Dataset entries:
----------

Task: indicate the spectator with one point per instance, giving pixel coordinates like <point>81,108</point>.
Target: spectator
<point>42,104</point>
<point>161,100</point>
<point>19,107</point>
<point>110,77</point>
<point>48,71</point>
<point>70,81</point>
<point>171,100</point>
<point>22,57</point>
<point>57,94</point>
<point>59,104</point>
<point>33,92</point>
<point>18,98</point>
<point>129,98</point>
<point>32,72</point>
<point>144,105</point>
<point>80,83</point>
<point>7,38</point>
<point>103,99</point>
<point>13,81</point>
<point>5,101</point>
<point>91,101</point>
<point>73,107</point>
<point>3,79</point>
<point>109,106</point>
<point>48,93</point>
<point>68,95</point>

----------

- **Task objective**
Reproduce the complete data exactly as presented above.

- **Result of the exercise**
Task: indicate the spectator with one point per instance, giving pixel coordinates like <point>81,108</point>.
Target: spectator
<point>42,104</point>
<point>161,100</point>
<point>19,107</point>
<point>110,77</point>
<point>48,71</point>
<point>70,81</point>
<point>171,100</point>
<point>22,57</point>
<point>57,94</point>
<point>59,104</point>
<point>33,92</point>
<point>18,98</point>
<point>129,98</point>
<point>32,72</point>
<point>144,105</point>
<point>80,83</point>
<point>7,38</point>
<point>103,99</point>
<point>13,81</point>
<point>5,101</point>
<point>91,101</point>
<point>73,107</point>
<point>3,79</point>
<point>109,106</point>
<point>48,93</point>
<point>68,95</point>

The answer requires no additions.